BEGIN Entries supplied
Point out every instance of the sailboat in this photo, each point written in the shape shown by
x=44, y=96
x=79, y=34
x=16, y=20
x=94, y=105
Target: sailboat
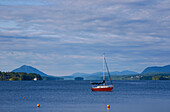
END Entries supplied
> Work to be completed: A line in the material may hold the string "sailboat". Report how many do, and write only the number.

> Exercise answer: 2